- [Given text]
►
Reuters Health - Cancer patients who experience depression can use both therapy and lifestyle tools to help support their mental health, according to a new patient resource from the JAMA Oncology journal.
People with cancer, as well as their doctors, need to remember that mental health is as important as physical health for these patients, the authors note.
"Understandably, cancer treatment is primarily focused on obtaining medical remission," said Rachel Roos Pokorney, a therapist based in New York City who co-wrote the one-page primer intended for patients.
The page is based on recommendations given by the American Cancer Society and the National Institute of Mental Health.
"There is still an unfortunate lack of awareness about the importance of treating the mental along with the physical, both in general and in regards to cancer patients," she told Reuters Health.
The patient resource explains that physical changes, limitations from symptoms and treatment and uncertainty about the future all put cancer patients at risk for depression.
But nontherapeutic tools, such as physical activity, a healthy diet, and a strong social network can help the body, improve mood and reduce stress, the authors write.
◄
- [Data shown]
►
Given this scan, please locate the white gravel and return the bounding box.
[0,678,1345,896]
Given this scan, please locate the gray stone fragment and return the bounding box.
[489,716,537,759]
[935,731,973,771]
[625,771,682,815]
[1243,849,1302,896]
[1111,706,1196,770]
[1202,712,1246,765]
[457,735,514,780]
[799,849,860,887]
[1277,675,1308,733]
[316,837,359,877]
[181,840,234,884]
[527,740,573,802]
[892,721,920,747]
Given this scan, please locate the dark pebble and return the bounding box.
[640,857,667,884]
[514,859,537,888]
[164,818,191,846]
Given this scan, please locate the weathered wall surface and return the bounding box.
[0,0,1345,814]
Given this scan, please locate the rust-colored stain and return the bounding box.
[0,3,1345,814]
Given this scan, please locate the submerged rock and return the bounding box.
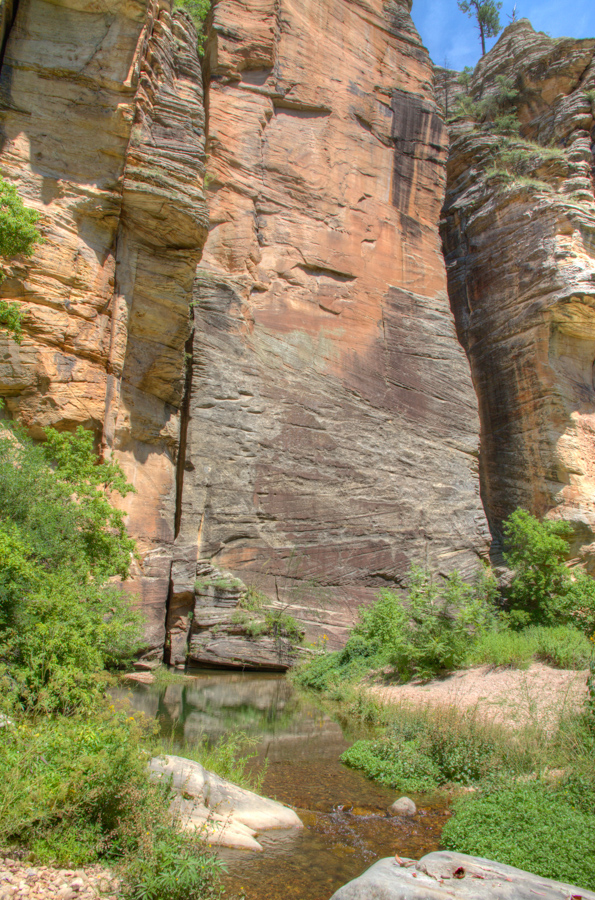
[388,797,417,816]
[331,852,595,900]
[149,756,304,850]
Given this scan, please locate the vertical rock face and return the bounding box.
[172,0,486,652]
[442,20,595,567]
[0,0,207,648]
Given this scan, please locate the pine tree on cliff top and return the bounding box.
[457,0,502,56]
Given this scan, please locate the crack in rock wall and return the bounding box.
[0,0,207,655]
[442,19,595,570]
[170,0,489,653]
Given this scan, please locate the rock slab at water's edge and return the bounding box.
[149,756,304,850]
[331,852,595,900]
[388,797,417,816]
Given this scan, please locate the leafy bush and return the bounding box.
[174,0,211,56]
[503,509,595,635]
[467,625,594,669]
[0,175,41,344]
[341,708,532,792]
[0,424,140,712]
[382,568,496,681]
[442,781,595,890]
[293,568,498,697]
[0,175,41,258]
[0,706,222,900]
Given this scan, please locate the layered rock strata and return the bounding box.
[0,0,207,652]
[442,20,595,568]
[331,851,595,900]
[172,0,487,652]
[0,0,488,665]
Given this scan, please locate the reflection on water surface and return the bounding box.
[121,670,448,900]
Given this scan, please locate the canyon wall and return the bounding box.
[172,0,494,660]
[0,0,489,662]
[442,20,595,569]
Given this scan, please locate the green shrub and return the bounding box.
◄
- [Your assignment]
Using the article on depression in cancer patients, decide whether each statement agrees with it. Answer yes or no for each, and quote the words of the article that decide it.
1. The resource written for patients runs to several pages.
2. The resource draws on recommendations from the American Cancer Society and the National Institute of Mental Health.
3. Rachel Roos Pokorney is a therapist based in Boston.
The material is not needed for this work.

- [Task result]
1. No: "the one-page primer intended for patients"
2. Yes: "The page is based on recommendations given by the American Cancer Society and the National Institute of Mental Health."
3. No: "a therapist based in New York City"